**Things to do:**
- 1) List each of the flames named in the passage on Obama's visit.
- 2) Print the passage on Obama's visit verbatim from "So went a whirlwind" to "in six hours.".

**Passage provided:**
** Start **
After finishing, Obama turned to reporters and explained, “I was dousing 11 flames.” Known to some as Mr. Cool, he offered anger as an example. The guide named a few others, including lust and hatred.

So went a whirlwind day for a president who showed himself willing to set aside the bloodshed in the Middle East, the “fiscal cliff” back home and other crises to mix tourism with diplomacy for a few hours in a nation struggling to emerge from decades of oppressive military rule.

He met with President Thein Sein, once viewed as a roadblock to democratic reform, who vowed to follow Obama’s campaign slogan: “Forward!” He visited Aung San Suu Kyi, the dissident-turned-politician and a fellow Nobel laureate, at the lovely lakeside home that was her prison for 15 years, a scene almost unimaginable not long ago. He met with civil society activists and opposition party leaders. He spoke at a university. All in six hours.
** End **
**Material:**
** Start **
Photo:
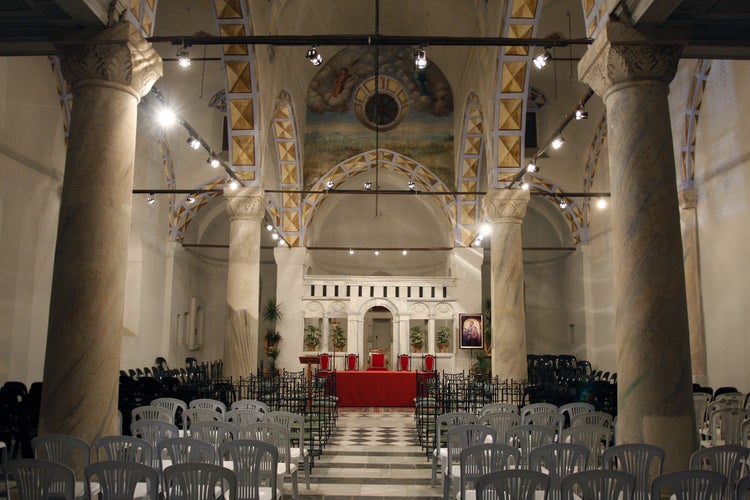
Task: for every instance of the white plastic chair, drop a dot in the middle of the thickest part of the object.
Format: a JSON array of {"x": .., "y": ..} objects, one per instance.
[
  {"x": 690, "y": 485},
  {"x": 644, "y": 461},
  {"x": 41, "y": 479}
]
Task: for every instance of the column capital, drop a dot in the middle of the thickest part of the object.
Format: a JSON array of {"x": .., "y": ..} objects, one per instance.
[
  {"x": 123, "y": 58},
  {"x": 688, "y": 198},
  {"x": 505, "y": 205},
  {"x": 246, "y": 203},
  {"x": 621, "y": 53}
]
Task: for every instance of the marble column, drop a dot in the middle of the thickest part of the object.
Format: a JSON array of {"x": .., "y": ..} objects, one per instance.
[
  {"x": 246, "y": 207},
  {"x": 655, "y": 405},
  {"x": 688, "y": 199},
  {"x": 504, "y": 210},
  {"x": 82, "y": 359}
]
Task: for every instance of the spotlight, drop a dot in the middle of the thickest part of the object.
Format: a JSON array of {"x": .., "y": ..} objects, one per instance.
[
  {"x": 313, "y": 56},
  {"x": 183, "y": 57},
  {"x": 540, "y": 61},
  {"x": 420, "y": 59},
  {"x": 166, "y": 117}
]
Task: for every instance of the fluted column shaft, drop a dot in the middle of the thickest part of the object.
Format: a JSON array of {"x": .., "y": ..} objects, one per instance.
[
  {"x": 688, "y": 199},
  {"x": 504, "y": 210},
  {"x": 655, "y": 402},
  {"x": 82, "y": 360},
  {"x": 246, "y": 207}
]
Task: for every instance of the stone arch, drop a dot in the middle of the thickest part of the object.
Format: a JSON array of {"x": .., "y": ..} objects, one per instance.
[
  {"x": 521, "y": 20},
  {"x": 470, "y": 160},
  {"x": 692, "y": 110},
  {"x": 423, "y": 178},
  {"x": 289, "y": 172}
]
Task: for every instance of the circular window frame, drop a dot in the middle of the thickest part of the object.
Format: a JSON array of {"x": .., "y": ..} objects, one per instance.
[{"x": 370, "y": 88}]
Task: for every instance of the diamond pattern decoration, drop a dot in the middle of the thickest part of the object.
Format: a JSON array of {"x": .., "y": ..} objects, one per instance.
[
  {"x": 243, "y": 150},
  {"x": 235, "y": 49},
  {"x": 519, "y": 31},
  {"x": 238, "y": 76},
  {"x": 241, "y": 114},
  {"x": 524, "y": 9},
  {"x": 514, "y": 76},
  {"x": 509, "y": 151},
  {"x": 228, "y": 9},
  {"x": 510, "y": 114}
]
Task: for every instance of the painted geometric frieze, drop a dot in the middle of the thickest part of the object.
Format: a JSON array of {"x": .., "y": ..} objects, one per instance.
[{"x": 511, "y": 88}]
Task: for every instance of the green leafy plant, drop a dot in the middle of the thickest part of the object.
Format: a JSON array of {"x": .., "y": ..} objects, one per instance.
[
  {"x": 312, "y": 337},
  {"x": 443, "y": 337},
  {"x": 416, "y": 336},
  {"x": 339, "y": 337}
]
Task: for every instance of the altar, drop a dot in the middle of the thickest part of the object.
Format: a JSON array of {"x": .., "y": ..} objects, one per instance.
[{"x": 376, "y": 388}]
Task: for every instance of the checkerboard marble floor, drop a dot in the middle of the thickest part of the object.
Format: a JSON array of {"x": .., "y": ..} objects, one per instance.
[{"x": 373, "y": 453}]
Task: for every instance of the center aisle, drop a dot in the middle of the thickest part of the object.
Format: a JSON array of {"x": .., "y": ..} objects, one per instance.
[{"x": 372, "y": 453}]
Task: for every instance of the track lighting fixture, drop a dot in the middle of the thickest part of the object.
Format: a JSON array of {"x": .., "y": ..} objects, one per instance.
[
  {"x": 420, "y": 58},
  {"x": 183, "y": 57},
  {"x": 540, "y": 61},
  {"x": 314, "y": 56}
]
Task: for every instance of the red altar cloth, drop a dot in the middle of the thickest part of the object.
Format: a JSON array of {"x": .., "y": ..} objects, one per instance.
[{"x": 376, "y": 388}]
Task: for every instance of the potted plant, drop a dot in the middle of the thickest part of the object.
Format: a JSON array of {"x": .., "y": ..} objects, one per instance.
[
  {"x": 312, "y": 337},
  {"x": 443, "y": 338},
  {"x": 416, "y": 338},
  {"x": 272, "y": 340},
  {"x": 339, "y": 337}
]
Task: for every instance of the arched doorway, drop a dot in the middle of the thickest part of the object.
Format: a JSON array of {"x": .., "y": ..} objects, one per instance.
[{"x": 378, "y": 334}]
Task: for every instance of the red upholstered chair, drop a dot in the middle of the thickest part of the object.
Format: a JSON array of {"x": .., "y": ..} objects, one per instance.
[
  {"x": 428, "y": 363},
  {"x": 377, "y": 361},
  {"x": 352, "y": 362},
  {"x": 404, "y": 361},
  {"x": 325, "y": 361}
]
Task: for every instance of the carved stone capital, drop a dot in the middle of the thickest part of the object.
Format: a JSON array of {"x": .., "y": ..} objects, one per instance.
[
  {"x": 688, "y": 198},
  {"x": 246, "y": 203},
  {"x": 123, "y": 58},
  {"x": 505, "y": 205},
  {"x": 622, "y": 54}
]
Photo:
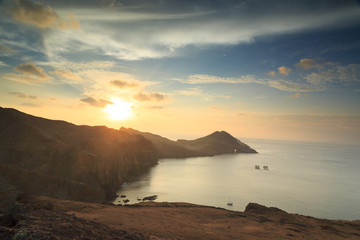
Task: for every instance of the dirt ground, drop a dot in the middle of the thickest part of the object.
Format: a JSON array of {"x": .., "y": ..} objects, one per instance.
[{"x": 60, "y": 219}]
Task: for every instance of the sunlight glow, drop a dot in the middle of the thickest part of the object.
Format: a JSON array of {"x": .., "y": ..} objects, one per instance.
[{"x": 119, "y": 110}]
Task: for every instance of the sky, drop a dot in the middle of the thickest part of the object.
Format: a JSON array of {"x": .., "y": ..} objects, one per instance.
[{"x": 256, "y": 68}]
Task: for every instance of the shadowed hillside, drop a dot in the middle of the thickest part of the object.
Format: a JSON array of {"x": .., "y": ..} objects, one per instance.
[
  {"x": 99, "y": 157},
  {"x": 213, "y": 144},
  {"x": 66, "y": 161}
]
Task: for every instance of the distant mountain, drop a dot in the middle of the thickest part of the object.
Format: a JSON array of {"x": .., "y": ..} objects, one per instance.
[
  {"x": 97, "y": 157},
  {"x": 63, "y": 160}
]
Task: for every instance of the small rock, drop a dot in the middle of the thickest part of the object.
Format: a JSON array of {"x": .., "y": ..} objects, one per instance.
[
  {"x": 49, "y": 206},
  {"x": 150, "y": 198}
]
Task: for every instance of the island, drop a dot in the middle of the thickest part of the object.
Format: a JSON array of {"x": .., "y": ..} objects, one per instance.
[{"x": 57, "y": 180}]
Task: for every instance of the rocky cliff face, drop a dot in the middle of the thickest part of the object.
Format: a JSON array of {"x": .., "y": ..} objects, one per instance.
[
  {"x": 213, "y": 144},
  {"x": 97, "y": 157},
  {"x": 66, "y": 161}
]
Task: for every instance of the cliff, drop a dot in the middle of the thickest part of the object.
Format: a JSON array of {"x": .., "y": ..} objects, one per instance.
[
  {"x": 97, "y": 157},
  {"x": 213, "y": 144},
  {"x": 35, "y": 217},
  {"x": 66, "y": 161}
]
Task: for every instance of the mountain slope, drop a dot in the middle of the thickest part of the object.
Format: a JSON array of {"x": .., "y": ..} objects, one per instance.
[
  {"x": 97, "y": 156},
  {"x": 213, "y": 144},
  {"x": 62, "y": 160},
  {"x": 216, "y": 143}
]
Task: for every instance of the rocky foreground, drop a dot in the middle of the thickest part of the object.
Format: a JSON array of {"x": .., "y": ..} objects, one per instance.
[
  {"x": 86, "y": 163},
  {"x": 33, "y": 217}
]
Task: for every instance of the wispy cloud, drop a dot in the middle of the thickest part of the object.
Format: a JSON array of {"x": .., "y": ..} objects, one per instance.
[
  {"x": 327, "y": 76},
  {"x": 34, "y": 13},
  {"x": 6, "y": 51},
  {"x": 123, "y": 84},
  {"x": 309, "y": 63},
  {"x": 284, "y": 70},
  {"x": 66, "y": 74},
  {"x": 160, "y": 30},
  {"x": 95, "y": 103},
  {"x": 346, "y": 75},
  {"x": 23, "y": 95},
  {"x": 284, "y": 85},
  {"x": 27, "y": 73},
  {"x": 143, "y": 96},
  {"x": 32, "y": 69}
]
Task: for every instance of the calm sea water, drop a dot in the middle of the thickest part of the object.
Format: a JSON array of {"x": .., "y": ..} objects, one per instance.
[{"x": 317, "y": 179}]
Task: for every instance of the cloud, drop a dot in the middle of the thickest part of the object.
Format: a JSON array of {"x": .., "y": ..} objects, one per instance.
[
  {"x": 156, "y": 107},
  {"x": 2, "y": 64},
  {"x": 138, "y": 31},
  {"x": 215, "y": 108},
  {"x": 34, "y": 13},
  {"x": 272, "y": 73},
  {"x": 123, "y": 84},
  {"x": 284, "y": 70},
  {"x": 66, "y": 74},
  {"x": 6, "y": 51},
  {"x": 32, "y": 69},
  {"x": 23, "y": 95},
  {"x": 96, "y": 103},
  {"x": 347, "y": 75},
  {"x": 143, "y": 96},
  {"x": 298, "y": 95},
  {"x": 281, "y": 84},
  {"x": 308, "y": 63},
  {"x": 30, "y": 105}
]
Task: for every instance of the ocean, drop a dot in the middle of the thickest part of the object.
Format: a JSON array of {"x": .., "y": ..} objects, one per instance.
[{"x": 317, "y": 179}]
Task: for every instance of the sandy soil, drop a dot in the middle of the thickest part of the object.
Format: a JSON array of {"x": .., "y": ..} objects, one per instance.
[{"x": 170, "y": 221}]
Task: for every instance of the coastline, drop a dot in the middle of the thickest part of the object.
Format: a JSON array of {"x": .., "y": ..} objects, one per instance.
[{"x": 46, "y": 218}]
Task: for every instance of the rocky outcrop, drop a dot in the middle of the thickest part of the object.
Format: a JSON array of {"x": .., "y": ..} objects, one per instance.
[
  {"x": 63, "y": 160},
  {"x": 99, "y": 157},
  {"x": 213, "y": 144},
  {"x": 34, "y": 217},
  {"x": 216, "y": 143}
]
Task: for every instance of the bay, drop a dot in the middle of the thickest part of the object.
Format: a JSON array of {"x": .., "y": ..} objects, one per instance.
[{"x": 316, "y": 179}]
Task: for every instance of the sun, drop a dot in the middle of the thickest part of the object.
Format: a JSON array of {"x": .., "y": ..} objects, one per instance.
[{"x": 119, "y": 110}]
** End **
**Exercise solutions:**
- 1) anger, lust, hatred

- 2)
So went a whirlwind day for a president who showed himself willing to set aside the bloodshed in the Middle East, the “fiscal cliff” back home and other crises to mix tourism with diplomacy for a few hours in a nation struggling to emerge from decades of oppressive military rule.

He met with President Thein Sein, once viewed as a roadblock to democratic reform, who vowed to follow Obama’s campaign slogan: “Forward!” He visited Aung San Suu Kyi, the dissident-turned-politician and a fellow Nobel laureate, at the lovely lakeside home that was her prison for 15 years, a scene almost unimaginable not long ago. He met with civil society activists and opposition party leaders. He spoke at a university. All in six hours.